■ **Prompt 1**
Please reproduce the entries word for word, starting with the line that contains "Target: tall evergreen tree" and running through the final line of the entries, both included.

An alternate approach to studying capture of attention by sound streams is to measure the physiological components of attentional orienting. Capture of attention by a particularly salient sound is accompanied by an increase in arousal which prepares the listener for action (Sokolov 1963). These arousal effects can be a confounding factor when investigating attentional capture by assessing disruption of behavior, as distraction and arousal can have opposite effects on performance (Bonmassar et al., 2023; Masson & Bidet-Caulet, 2019). However, arousal can be assessed more directly by measuring physiological responses such as pupil dilation, skin conductance, and MEG/EEG. For example, sound intensity is linked to the degree of pupil dilation (Antikainen & Niemi, 1983; Liao et al., 2016) and the amplitude of the galvanic skin response (Barry 1975). The degree of acoustic modulation is also linked to the extent of microsaccadic inhibition (Zhao et al., 2019a), pupil dilation (Bala & Takahashi 2000; Marois et al., 2018), involuntary peripheral muscle responses (Schultz et al., 2021), decreased neural phase-locking to target stimuli (Huang & Elhilali, 2020), and the size of the P3a, an ERP component thought to reflect attentional orienting (Berti et al., 2004; Rinne et al., 2006). These physiological responses are not only driven by acoustic change but also factor in the surrounding context: unpredictable stimuli lead to greater changes in pupil dilation (Friedman et al., 1973; Liao et al., 2018; Milne et al., 2021a; Qiyuan et al., 1985; Southwell et al., 2017; Zhao et al. 2019b) and larger neural responses (Kaya et al., 2020).

■ **Supplied data**
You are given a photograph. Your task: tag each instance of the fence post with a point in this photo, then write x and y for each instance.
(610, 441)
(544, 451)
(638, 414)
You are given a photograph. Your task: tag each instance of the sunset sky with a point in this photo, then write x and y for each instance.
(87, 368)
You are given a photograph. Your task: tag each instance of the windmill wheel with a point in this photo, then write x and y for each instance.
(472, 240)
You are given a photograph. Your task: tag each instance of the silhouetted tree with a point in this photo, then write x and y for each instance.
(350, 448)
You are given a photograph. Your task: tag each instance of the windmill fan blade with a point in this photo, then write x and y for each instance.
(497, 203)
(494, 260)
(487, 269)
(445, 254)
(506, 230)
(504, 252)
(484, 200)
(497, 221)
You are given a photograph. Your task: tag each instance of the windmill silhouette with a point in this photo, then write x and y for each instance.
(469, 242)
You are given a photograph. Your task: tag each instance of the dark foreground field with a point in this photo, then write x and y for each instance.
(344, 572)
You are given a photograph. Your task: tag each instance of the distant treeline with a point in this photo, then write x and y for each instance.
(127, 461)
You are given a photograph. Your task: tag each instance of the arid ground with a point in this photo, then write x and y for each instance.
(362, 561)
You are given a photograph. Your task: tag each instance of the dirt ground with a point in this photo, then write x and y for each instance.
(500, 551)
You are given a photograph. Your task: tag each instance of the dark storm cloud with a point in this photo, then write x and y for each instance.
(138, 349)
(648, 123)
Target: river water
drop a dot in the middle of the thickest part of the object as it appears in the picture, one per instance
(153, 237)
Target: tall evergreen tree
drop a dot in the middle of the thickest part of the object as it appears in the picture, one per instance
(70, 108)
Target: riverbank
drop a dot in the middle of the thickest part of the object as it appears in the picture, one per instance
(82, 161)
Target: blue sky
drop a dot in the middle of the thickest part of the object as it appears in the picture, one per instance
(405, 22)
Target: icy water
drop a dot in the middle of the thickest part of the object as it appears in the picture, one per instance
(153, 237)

■ **Prompt 2**
Write the next part of the passage on how sounds capture attention, picking up right after its last sentence.

■ **Written reply 1**
Target: tall evergreen tree
drop a dot in the middle of the thickest part of the object as it appears in the picture, one per instance
(70, 108)
Target: riverbank
drop a dot in the middle of the thickest part of the object as it appears in the picture, one per instance
(82, 161)
Target: blue sky
drop a dot in the middle of the thickest part of the object as it appears in the picture, one per instance
(405, 22)
Target: icy water
drop a dot in the middle of the thickest part of the object as it appears in the picture, one per instance
(153, 237)

■ **Written reply 2**
In summary, computational modelling and behavioral/physiological research have demonstrated that acoustic change and unpredictability are linked to disruption of behavior and increased arousal. Acoustic factors alone, however, may not be sufficient to explain why certain sounds capture attention. Task-irrelevant comprehensible speech, for example, interferes with task performance more than acoustically matched non-speech sounds (Dorsi et al., 2018; Le Compte et al., 1997; Little et al., 2010; Viswanathan et al., 2014), suggesting that certain linguistic factors additionally play a role in driving attentional orienting. One possible explanation for why speech can so effectively capture attention is that it contains probabilistic regularities on many different levels, including phonemic and semantic patterns, leading to predictions which capture attention when not fulfilled. However, modelling has not addressed the question of whether unpredictability of linguistic features can lead to attentional orienting. This question has also largely not been addressed experimentally, either using physiological or behavioral measures. An important exception is Röer et al. (2019), who found that semantically unexpected words can interfere with visual short-term recall. However, as mentioned above, interference of an auditory stimulus with visual recall can reflect either attentional capture or interference-by-process. For example, as suggested by Röer et al. (2019), the sequence processing necessary for chunking during visual recall could overlap cognitively with the process of integrating a word with its preceding semantic context. Moreover, Röer and Cowan (2021) found that unexpected words in a distractor stream do not interfere with comprehension of a target speech stream. It remains, therefore, an open question whether linguistic surprisal in a task-irrelevant stream of speech can lead to attentional orienting.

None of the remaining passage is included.